Письменное задание 1:
Найдите в записях все строки со словом «grass» и перепишите их. Регистр букв учитывается.
Письменное задание 2:
Допишите продолжение текста о Курбском и первопечатнике Иване Федорове, начав сразу после его последнего предложения.

Текст для чтения:
========

Князь Курбский, как владелец Ковеля, был буквально принужден вести малые войны с соседями-шляхтичами, как католиками, так и православными. Увы, я не преувеличиваю. Историки обнаружили в польских архивах документы о десятках «междусобойчиков» с участием Андрея Ярославского, как именовал себя Курбский в изгнании. Май 1566 г. – вооруженные столкновения с частной армией Александра Федоровича Чарторыйского. В августе того же года – конфликт с владельцами местечек Донневичи и Михилевичи. Ноябрь 1567 г. – стычки с вооруженной челядью семейства сендомирского каштеляна Станислава Матеевского. В конце 1569 г. – боестолкновения с частной армией Матвея Рудомина, много убитых и раненых. В августе 1570 г. «малая война» (по выражению историка И. Ауэрбаха) с князем Андреем Вишневецким за передел границ имений. Вооруженные пограничные столкновения между дружинниками Курбского и частной армией Вишневецкого происходили в феврале 1572 г., в августе 1575 г.

Тут стоит заметить, что в те годы клан Вишневецких хотя и слыл оплотом православия, но действовал не хуже разбойников с большой дороги. Что им какой-то князь Курбский. Вот, к примеру, в конце XVI века семейство Вишневецких захватило довольно большие территории вдоль обоих берегов реки Сули в Заднепровье. В 1590 г. польский сейм признал законными приобретения Вишневецких, но московское правительство часть земель считало своими. Между Польшей и Россией был «вечный» мир, но Вишневецкий плевал равно как на Краков, так и на Москву, продолжая захват спорных земель. На Северщине из-за городков Прилуки и Сиетино началась полномасштабная война. Московское правительство утверждало, что эти городки издавна «тянули» к Чернигову и что «Вишневецкие воровством своим в нашем господарстве в Северской земли Прилуцкое и Сиетино городище освоивают». В конце концов в 1603 г. Борис Годунов велел сжечь спорные городки. Люди Вишневецкого оказали сопротивление и понесли большие потери.

Понятно, что сведения Андрея Курбского как о языке, так и о жизни «по понятиям» в Малой Руси конца XVI века как кость в горле у украинских националистов, и сейчас о нем на Украине приказано молчать.

В 1977 г. во Львове на улице Подвальной близ Пороховой башни был сооружен большой памятник «украинскому первопечатнику Ивану Федорову». И во Львове же открыт Музей старинной украинской книги им. Ивана Федорова.

Так, может, Широкорад ошибается – был великий и могучий украинский язык, раз на нем издавал книги еще в XVI веке великий украинский первопечатник?

Только вот почему в Москве на Охотном ряду с 1909 г. тоже стоит памятник первопечатнику Ивану Федорову? Они что, однофамильцы или родственники?

Увы, это был один человек, и печатал он книги только на одном языке. Догадайтесь с трех раз, на каком?

В 1566 г. из Москвы в Литву уехал знаменитый «первопечатник» Иван Федоров. Он приезжает в Западную Белоруссию и на Западную Украину и начинает печатать русским шрифтом те же книги, что и печатал в Москве. Тот же русский шрифт, тот же русский язык – не знал бедный Федоров, что в Заблудове и Львове уже кончался второй этап белоруссизации и украинизации.

========

(Подписи к фото с рамками)
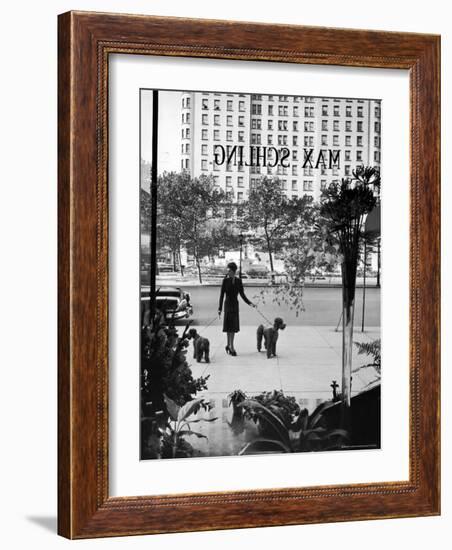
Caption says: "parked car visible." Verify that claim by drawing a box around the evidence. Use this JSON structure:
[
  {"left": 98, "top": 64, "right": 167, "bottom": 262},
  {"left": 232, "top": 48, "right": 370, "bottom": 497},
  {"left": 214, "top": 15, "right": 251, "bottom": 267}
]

========

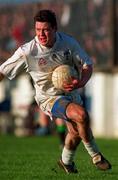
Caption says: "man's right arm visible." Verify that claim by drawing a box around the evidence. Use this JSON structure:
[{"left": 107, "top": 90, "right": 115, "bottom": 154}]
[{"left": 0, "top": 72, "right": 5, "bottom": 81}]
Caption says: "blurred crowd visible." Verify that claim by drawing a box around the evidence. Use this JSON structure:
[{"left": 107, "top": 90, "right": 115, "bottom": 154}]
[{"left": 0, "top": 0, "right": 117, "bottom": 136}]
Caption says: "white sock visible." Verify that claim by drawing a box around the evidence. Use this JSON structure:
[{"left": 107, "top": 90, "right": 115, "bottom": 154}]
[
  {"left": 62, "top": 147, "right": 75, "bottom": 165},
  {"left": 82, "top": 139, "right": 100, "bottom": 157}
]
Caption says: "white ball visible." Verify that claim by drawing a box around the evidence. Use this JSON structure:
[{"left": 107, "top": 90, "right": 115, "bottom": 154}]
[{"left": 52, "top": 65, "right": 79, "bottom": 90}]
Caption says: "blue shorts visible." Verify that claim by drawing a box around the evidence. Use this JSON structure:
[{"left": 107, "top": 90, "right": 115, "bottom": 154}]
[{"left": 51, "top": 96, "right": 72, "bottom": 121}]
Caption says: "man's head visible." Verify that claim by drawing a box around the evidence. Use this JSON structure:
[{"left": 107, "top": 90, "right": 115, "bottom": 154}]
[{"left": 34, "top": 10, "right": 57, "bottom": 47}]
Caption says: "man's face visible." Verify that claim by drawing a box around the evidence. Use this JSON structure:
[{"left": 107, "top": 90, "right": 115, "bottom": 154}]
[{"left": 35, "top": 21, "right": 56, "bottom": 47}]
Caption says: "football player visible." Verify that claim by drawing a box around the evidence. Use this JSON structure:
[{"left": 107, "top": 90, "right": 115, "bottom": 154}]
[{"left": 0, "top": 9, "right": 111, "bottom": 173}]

========

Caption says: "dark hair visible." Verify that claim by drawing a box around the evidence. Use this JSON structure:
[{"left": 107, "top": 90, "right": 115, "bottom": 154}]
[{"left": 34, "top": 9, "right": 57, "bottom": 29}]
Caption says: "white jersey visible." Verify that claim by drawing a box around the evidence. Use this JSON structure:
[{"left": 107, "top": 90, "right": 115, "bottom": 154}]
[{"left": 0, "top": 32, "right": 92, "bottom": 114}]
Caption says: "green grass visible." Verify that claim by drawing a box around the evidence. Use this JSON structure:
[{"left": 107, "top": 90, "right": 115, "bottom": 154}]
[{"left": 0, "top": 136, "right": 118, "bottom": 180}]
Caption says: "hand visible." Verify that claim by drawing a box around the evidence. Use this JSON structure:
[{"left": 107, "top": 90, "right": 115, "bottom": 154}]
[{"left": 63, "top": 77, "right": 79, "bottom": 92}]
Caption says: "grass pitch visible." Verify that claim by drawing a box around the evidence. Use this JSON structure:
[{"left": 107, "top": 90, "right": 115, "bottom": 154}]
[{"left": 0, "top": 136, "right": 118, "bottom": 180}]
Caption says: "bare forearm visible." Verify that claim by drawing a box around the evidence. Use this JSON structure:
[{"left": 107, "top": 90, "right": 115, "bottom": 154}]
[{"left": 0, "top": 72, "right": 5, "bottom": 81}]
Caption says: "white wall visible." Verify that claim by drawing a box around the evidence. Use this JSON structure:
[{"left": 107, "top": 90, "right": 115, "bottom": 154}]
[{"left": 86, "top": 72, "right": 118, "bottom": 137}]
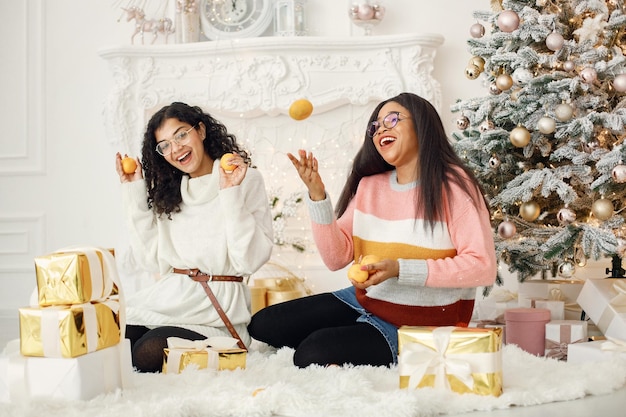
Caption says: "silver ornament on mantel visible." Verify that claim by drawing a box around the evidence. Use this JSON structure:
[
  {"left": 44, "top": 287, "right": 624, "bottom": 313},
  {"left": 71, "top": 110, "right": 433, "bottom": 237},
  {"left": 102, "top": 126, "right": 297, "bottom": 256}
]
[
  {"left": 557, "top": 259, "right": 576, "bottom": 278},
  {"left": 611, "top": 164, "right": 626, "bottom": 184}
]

========

Ответ 1:
Caption says: "green grass visible." Verify that claim by drawing a box around the evidence. Use this JSON structure:
Caption says: "grass pitch visible." Verify that claim by drawing a box around the evidence. Use this JSON structure:

Ответ 2:
Между прочим, русский шрифт, которым Иван Федоров начал печатать книги в Москве, не был его изобретением. В 1491 г. немецкий студент Рудольф Борсдорф изготовил по заказу краковского печатника Швайпольта Филя «русский шрифт». В том же 1491 г. и вышли две первые печатные книги на русском языке – «Осмогласник» и «Часослов». Они распространялись как в Великом княжестве Литовском, так и в Великом княжестве Московском.

Встречались ли в Литве Курбский и Федоров? Документальных свидетельств об этом не сохранилось. Однако с учетом их длительной литературной и просветительной деятельности они попросту не могли не встречаться. Я уж не говорю, что интеллигентная прослойка в русской Литве была очень тонка. Кстати, тот же Немировский утверждает, что «Курбский и Иван Федоров знали друг друга еще в Москве… Не исключено, что именно Курбский рекомендовал князю Острожскому пригласить к себе Ивана Федорова. Он принимал определенное участие и в подготовке к печати Острожской Библии»[78].

В 1574 г. в Львове Иван Федоров печатает «Азбуку». Чью азбуку? Понятно, что русскую! Заметим, что якобы украинское слово «друкарня» тогда равно использовалось в Москве, Минске и Львове. А чуждым русскому языку словом «типография» мы обязаны Петру I и любимым им немцам.

Любопытно, как в России и тогда, и сейчас пишут о Федорове: «В 1573 г. Иван Федоров приступил к созданию первой печатной украинской книги. Это был тоже “Апостол”, походивший на московский экземпляр, только, пожалуй, более красивый».

Итак, 2-е издание «Апостола» стало первой украинской печатной книгой. Так все-таки книга была украинская или переплет?

6 декабря 1583 г. Иван Федоров умер во Львове. На могиле на камне было высечено: «Иоанн Федорович, друкарь московский, который своими стараниями печатани небывало обновил».

В 1561 г. монах Исаия из города Каменец Польский отправился в Москву за оригиналами книг на русском языке, чтобы печатать их «слово в слово»: «…в нашем государстве христианском руском Великом княжестве Литовском выдати тиснением печатным нашему народу христианскому, да и русскому московскому»[79].

Не я, а монах Исаия, князья, шляхтичи и попы XVI века твердят нам одно и то же: в Великом княжестве Литовском и в Великом княжестве Московском был один народ – русский, а у советских ученых и щирых самостийников в ушах бананы застряли.

Другой вопрос, что во Львове и на Волыни в русский язык в конце XVI века начинают проникать полонизмы. «Как поляки в свой язык намешали слов латинских, которые тоже и простые люди по привычке употребляют, так же и Русь в свой язык намешали слов польских и оные употребляют», – писал анонимный автор «Перестороги» – антиуниатского полемического произведения, написанного в Малороссии в 1605–1606 гг.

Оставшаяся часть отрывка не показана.